**GIVEN TASK**
Reproduce, word for word, the lines of the records below, from the line containing "In this exercise you will find the black and" up to and including the line containing "[(271, 332), (267, 353), (413, 216), (449, 205), (428, 210)]".

**PROVIDED MATERIAL**
▽

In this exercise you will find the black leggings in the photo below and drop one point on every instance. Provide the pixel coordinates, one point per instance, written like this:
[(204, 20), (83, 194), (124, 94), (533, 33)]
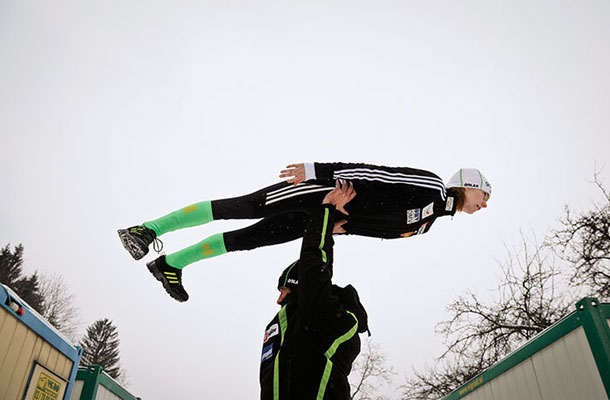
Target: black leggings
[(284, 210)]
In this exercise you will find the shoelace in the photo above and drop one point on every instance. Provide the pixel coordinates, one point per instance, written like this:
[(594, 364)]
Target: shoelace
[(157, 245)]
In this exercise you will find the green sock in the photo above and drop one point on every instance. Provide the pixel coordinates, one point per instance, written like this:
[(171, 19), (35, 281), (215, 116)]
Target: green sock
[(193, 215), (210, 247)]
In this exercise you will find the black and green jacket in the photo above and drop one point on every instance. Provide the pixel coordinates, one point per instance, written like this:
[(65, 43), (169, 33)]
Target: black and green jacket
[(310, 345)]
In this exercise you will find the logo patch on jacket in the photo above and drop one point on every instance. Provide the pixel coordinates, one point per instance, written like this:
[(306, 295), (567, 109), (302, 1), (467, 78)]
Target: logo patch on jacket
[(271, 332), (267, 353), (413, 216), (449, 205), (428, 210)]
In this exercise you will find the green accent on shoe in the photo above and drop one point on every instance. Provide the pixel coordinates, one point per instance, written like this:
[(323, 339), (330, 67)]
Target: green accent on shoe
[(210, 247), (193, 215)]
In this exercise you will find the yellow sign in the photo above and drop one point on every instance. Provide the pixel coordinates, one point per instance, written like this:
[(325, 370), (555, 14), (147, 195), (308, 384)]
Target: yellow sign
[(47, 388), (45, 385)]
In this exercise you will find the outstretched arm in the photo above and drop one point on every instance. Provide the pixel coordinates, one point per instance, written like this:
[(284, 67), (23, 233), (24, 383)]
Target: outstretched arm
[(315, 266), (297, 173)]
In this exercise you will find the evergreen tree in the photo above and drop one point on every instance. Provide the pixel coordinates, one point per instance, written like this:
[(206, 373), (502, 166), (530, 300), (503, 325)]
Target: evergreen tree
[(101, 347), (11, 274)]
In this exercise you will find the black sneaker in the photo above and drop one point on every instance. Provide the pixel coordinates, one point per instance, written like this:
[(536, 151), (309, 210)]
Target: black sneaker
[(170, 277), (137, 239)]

△
▽

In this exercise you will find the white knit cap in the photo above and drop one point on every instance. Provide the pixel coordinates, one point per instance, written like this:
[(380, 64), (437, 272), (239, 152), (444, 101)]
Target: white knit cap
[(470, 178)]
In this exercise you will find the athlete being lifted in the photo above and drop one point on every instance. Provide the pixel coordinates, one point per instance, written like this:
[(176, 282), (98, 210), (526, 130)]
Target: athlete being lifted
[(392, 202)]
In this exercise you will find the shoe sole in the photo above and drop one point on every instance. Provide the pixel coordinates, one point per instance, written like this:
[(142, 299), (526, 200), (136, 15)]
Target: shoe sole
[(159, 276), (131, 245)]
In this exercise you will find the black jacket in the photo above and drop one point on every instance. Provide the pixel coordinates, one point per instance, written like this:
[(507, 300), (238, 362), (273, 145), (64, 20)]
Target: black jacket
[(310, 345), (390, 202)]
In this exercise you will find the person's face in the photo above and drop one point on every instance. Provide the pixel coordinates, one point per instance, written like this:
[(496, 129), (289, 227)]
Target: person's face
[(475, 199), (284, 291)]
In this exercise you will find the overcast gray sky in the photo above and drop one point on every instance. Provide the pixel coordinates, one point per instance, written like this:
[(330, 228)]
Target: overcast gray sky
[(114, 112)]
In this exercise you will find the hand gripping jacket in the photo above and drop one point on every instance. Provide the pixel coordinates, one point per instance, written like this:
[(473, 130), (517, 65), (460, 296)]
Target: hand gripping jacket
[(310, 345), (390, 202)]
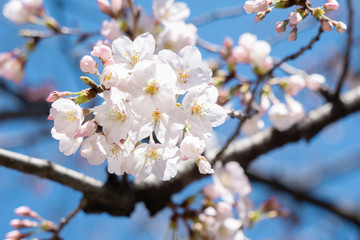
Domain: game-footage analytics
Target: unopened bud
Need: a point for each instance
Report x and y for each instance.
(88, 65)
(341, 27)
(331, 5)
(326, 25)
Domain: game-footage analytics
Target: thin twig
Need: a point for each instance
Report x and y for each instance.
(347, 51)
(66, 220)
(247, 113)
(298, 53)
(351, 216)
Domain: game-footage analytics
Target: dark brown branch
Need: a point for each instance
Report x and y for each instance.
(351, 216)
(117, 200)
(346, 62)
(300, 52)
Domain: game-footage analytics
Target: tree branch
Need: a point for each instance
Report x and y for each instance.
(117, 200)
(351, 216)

△

**RESPONSE TO THE EXERCISE**
In this exercise you will find the black and green jacket in the photo above and drop one point on every instance. Provide the pixel coordinates, one point per instance, written like this:
[(65, 43), (169, 33)]
Target: black and green jacket
[(310, 345)]
In this exercise you will find the logo patch on jacket in the photo above and drop one point on every instance. Provide the pixel coordinates, one point per instance, written like this:
[(306, 295), (567, 109), (302, 1), (467, 78)]
Target: logo patch on jacket
[(271, 332), (267, 353), (413, 216), (449, 205), (428, 210)]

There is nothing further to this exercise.